** INSTRUCTIONS TO FOLLOW **
Copy every line of the listing that holds the string "light".

** SUPPLIED INFORMATION **
"""

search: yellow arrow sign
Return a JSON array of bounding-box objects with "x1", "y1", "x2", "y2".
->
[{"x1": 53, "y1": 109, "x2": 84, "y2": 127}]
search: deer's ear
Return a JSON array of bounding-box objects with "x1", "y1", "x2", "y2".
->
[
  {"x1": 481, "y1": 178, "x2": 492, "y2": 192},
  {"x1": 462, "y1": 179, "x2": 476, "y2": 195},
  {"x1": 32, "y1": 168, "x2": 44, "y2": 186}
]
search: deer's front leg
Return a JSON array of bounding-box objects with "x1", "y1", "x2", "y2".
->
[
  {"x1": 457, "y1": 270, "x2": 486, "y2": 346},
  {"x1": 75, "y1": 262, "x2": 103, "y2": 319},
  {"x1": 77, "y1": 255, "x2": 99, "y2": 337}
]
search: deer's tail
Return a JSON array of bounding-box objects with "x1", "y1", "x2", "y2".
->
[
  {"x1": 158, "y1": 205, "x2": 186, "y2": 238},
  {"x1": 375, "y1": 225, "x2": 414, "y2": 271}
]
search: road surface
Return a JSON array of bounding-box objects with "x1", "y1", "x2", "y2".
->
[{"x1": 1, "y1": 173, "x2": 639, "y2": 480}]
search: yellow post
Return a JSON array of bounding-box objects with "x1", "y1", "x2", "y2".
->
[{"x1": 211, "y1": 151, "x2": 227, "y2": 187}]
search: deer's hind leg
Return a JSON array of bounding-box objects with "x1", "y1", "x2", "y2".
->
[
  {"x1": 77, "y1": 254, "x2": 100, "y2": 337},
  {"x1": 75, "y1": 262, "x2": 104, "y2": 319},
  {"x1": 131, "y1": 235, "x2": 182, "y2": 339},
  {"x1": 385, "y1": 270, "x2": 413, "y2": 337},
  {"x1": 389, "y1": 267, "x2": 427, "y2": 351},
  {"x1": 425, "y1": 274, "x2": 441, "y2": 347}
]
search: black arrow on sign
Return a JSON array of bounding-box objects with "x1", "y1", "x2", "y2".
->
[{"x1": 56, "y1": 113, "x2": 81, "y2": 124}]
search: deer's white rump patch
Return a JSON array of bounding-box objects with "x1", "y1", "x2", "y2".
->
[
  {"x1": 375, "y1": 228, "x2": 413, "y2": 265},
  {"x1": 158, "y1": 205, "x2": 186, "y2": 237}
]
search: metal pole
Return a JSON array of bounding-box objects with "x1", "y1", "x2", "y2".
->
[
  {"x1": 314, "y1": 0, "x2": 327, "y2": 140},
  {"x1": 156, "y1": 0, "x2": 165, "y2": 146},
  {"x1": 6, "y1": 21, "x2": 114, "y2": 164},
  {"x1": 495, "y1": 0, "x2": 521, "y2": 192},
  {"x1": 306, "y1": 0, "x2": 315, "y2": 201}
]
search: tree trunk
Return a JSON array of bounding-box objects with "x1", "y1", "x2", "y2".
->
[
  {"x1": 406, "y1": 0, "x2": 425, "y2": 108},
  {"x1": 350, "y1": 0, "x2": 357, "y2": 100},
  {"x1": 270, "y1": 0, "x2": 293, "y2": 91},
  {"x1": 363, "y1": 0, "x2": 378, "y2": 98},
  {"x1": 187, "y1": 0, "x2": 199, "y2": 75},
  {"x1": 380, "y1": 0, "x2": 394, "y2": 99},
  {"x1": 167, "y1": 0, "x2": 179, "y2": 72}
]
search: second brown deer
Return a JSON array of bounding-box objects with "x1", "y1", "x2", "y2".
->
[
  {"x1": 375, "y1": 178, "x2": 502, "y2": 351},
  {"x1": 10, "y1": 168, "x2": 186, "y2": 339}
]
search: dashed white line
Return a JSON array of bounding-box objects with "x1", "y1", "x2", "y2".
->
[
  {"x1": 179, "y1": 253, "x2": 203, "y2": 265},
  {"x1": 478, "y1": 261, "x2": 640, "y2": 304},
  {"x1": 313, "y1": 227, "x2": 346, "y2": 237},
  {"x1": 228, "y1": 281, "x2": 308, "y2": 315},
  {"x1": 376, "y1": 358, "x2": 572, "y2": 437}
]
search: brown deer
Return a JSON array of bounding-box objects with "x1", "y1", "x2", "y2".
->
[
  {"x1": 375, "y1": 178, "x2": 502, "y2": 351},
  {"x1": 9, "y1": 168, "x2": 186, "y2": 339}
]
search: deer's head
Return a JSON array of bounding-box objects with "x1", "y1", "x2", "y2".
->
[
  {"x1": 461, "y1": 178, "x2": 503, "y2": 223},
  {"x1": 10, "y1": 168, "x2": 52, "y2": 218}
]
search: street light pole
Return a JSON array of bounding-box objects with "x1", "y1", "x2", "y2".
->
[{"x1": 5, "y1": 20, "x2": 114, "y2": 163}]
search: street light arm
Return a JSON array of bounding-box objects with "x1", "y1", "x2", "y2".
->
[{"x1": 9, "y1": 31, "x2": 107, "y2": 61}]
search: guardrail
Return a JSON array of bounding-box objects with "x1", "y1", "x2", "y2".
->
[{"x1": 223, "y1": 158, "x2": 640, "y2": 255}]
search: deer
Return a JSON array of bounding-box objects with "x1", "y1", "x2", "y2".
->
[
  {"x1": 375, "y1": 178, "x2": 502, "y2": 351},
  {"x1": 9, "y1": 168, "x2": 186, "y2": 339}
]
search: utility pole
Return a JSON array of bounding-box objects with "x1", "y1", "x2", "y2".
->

"""

** YOUR RESPONSE **
search: street light pole
search: street light arm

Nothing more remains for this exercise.